Rescale the material from its start through the line containing "(1004, 400)": reproduce every line in that span, labeling text included, with each x and y coordinate in the answers multiplied by 0.4 and rounded to a whole number, halves rounded up. Leave out the pictures and return only those lines.

Data.
☆ ☆ ☆ ☆ ☆

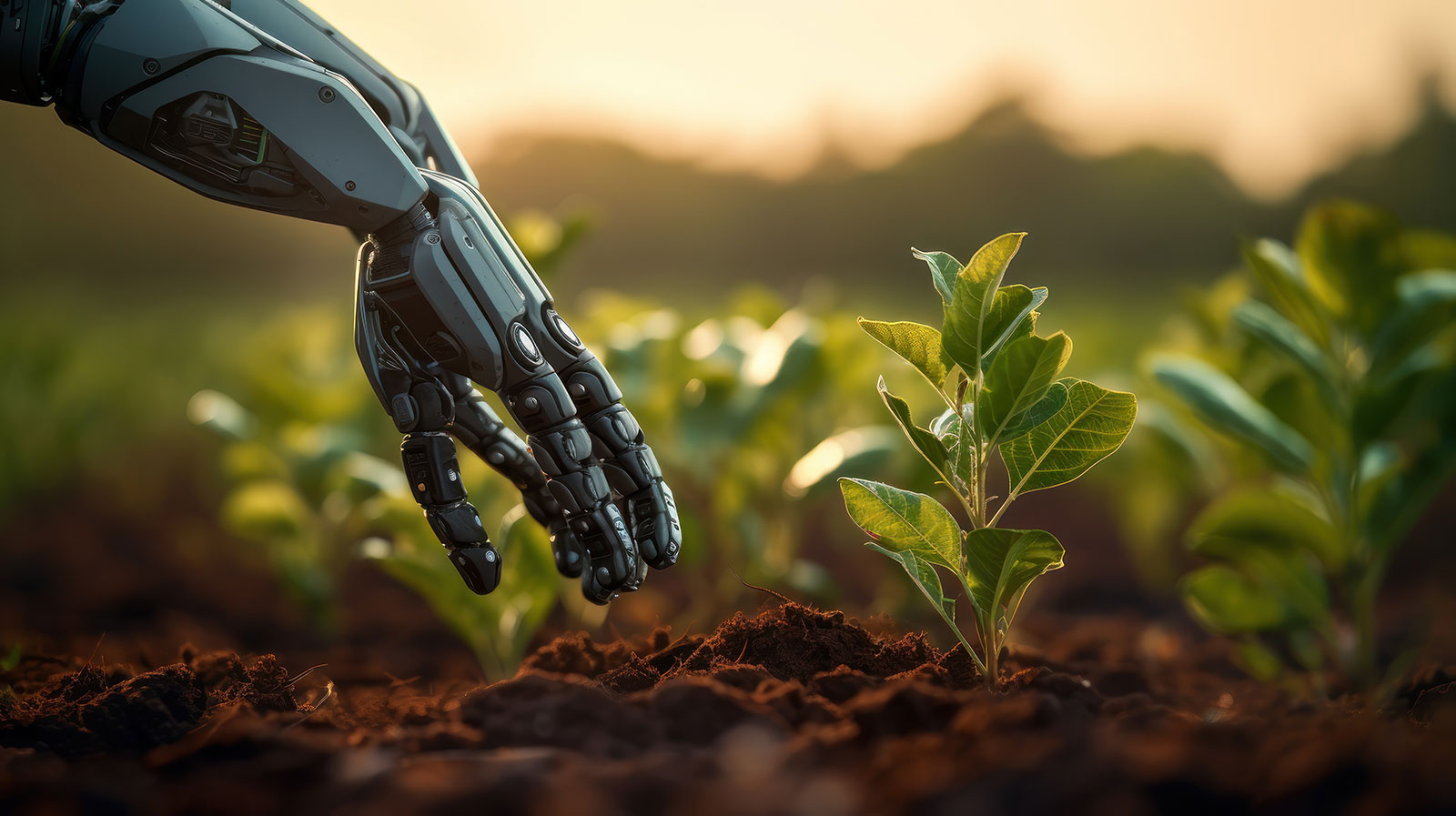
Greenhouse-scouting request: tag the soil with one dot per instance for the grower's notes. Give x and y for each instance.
(793, 710)
(1111, 704)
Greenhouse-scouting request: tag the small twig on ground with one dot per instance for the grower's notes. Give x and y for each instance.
(303, 674)
(313, 707)
(779, 595)
(95, 649)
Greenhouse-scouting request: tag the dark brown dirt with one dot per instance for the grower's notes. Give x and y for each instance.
(788, 711)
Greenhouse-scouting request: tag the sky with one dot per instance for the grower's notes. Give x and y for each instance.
(1273, 89)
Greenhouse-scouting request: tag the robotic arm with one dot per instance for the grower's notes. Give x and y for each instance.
(264, 105)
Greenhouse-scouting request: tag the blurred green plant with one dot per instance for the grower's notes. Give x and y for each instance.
(752, 415)
(12, 658)
(999, 384)
(1341, 378)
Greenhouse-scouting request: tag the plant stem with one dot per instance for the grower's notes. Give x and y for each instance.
(1002, 508)
(992, 646)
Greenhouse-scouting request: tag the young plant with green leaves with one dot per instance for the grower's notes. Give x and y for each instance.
(1343, 378)
(1004, 400)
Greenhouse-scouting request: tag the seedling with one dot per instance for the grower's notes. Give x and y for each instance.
(1343, 380)
(999, 381)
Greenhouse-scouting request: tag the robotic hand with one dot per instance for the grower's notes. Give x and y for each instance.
(264, 105)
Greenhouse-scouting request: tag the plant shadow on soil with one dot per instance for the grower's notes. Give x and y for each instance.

☆ ☆ ☆ ☆ ☆

Final answer.
Greenhouse-scouting request: tag the soil with one dot per instance for the grower's notes. Give x and y for each instance.
(317, 284)
(444, 282)
Greenhouse-scouting request: tag the small twig on ground with one dot per instance for the grower's notes. Give x and y for each instance.
(121, 270)
(125, 283)
(312, 238)
(38, 260)
Greenhouse-scouting request: tag the dark brown dirt with one dot per instance for the grower's notes. Give x and y for each instance.
(315, 284)
Greenhouse-scouting request: tag the sky with one dot per instance for the grower's notes. Give x and y for each instance.
(509, 36)
Greenhouse-scouting request: tag the robotic arm with one dot per instance for the grower's notes. Give x and y for each instance.
(106, 42)
Greenhouse-scouting request: tag the blurred green plant with one dot per instance for the grower's notes. Give x and y for each instance.
(301, 166)
(5, 263)
(400, 154)
(536, 151)
Greenhouse-scouting request: tag the plant stem with one dot per instance for the grower's notes. Give x and y for each instance.
(401, 203)
(397, 258)
Greenhouse-scouting request: tag the young plant with green leaves with one dot per instance for the grower's notes. Give x and y for each instance.
(537, 151)
(402, 160)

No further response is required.